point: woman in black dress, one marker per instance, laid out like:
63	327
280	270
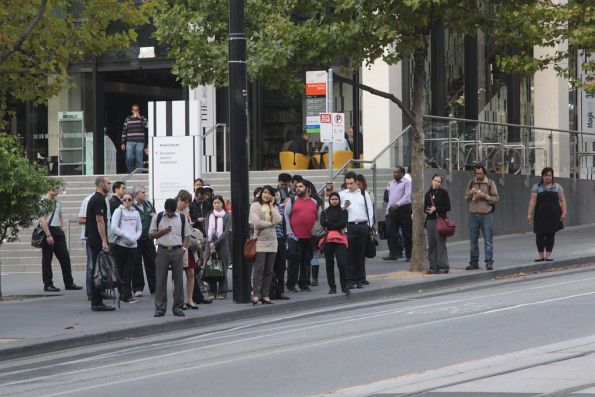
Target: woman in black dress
547	211
437	204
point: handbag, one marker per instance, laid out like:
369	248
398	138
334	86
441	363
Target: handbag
213	267
250	248
371	243
38	236
445	226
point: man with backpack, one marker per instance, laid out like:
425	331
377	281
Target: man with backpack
482	195
171	231
96	234
301	213
146	248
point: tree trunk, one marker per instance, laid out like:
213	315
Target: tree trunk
419	257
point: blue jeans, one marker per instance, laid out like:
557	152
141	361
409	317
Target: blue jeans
134	155
485	223
89	276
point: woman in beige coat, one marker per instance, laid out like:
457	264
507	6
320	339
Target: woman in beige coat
263	217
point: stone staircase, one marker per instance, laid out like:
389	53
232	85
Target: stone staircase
19	256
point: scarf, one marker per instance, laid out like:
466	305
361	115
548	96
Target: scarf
266	209
216	228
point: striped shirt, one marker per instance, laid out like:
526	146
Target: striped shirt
134	129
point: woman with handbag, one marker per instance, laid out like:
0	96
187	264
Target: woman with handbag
218	227
127	225
436	204
263	217
549	204
334	244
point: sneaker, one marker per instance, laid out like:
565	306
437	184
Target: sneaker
103	308
130	300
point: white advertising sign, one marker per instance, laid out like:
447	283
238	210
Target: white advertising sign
326	127
338	127
171	167
332	127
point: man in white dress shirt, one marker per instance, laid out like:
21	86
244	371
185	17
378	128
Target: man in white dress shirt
360	220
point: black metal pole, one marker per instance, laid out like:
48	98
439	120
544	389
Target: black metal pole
238	119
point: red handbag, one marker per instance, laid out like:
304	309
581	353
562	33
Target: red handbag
446	227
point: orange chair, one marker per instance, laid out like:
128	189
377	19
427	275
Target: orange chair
293	161
340	157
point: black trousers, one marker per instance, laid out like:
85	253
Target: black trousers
299	254
126	260
61	251
278	281
338	251
96	299
545	241
395	220
357	235
145	254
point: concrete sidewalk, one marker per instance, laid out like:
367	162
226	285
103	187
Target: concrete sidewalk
50	322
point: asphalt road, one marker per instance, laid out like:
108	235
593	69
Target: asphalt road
326	351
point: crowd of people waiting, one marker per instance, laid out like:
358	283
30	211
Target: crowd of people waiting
193	233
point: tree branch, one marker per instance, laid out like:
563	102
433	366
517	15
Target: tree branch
379	93
26	33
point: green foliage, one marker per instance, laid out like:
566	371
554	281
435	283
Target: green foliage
36	68
21	186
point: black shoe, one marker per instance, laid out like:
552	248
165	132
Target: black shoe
103	308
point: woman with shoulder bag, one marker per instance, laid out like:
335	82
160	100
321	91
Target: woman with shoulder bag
263	217
218	227
436	204
549	204
334	219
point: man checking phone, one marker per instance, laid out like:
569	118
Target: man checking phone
360	217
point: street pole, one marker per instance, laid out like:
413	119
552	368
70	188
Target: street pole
238	117
329	109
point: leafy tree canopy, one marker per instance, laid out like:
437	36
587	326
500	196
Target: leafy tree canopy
39	39
21	186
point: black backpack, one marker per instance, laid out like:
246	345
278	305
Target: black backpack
106	277
489	191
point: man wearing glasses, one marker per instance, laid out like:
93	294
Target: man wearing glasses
171	231
133	138
96	234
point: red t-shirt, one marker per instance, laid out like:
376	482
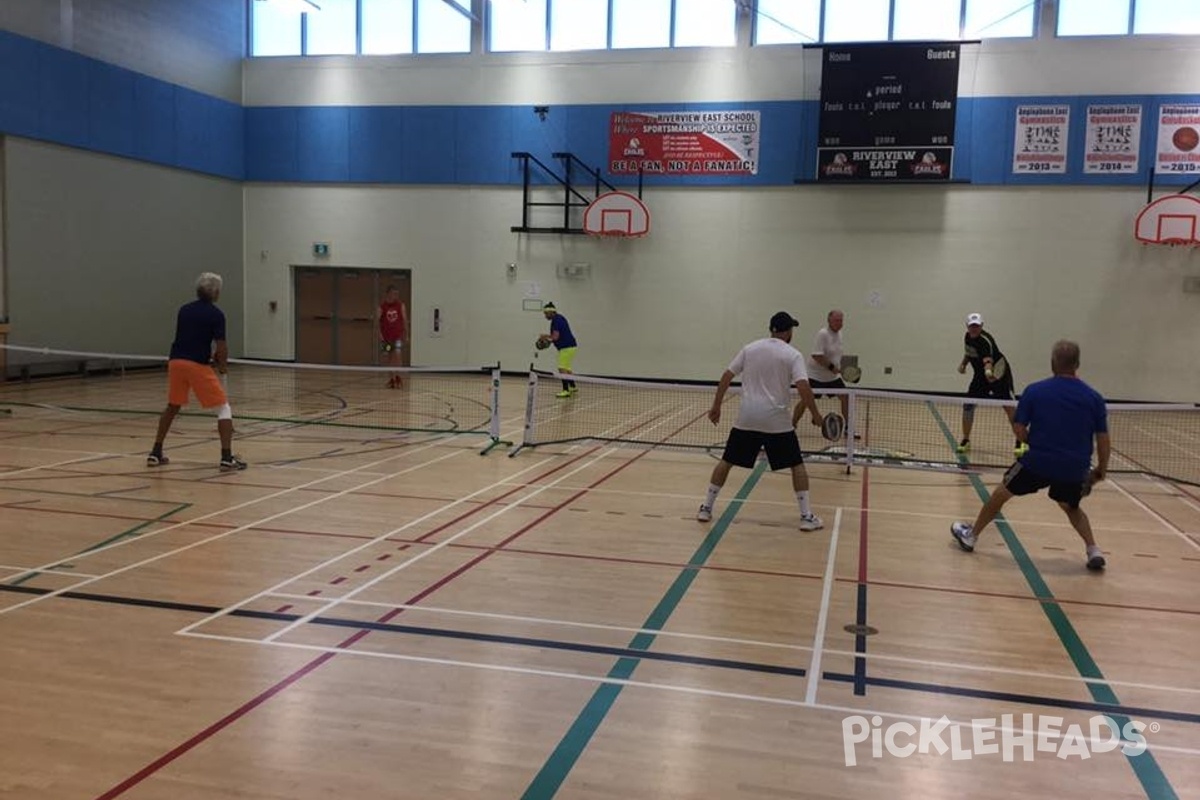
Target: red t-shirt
391	320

• • • • • • •

Return every line of the items exactly, from the line containing "point: street pole, one" through the end of the items, both ends included. Leave any pictures out of your answer.

▶ **RESULT OF THE EXERCISE**:
point: street pole, one marker per instance, laid out like:
413	119
552	368
70	188
Target: street pole
238	117
329	109
point: leafy tree canopy, one marker per instance, laid out like:
437	36
587	326
500	196
Target: leafy tree canopy
39	39
21	186
point: black backpack, one marker per instance, laid out like:
246	345
278	305
Target: black backpack
106	277
489	191
point: man wearing glasses, one marker per instance, laid out like:
93	294
Target: man wearing glasses
171	231
133	138
96	234
point: red t-shirt, one marker per instance, laid out like:
376	482
Target: red t-shirt
391	320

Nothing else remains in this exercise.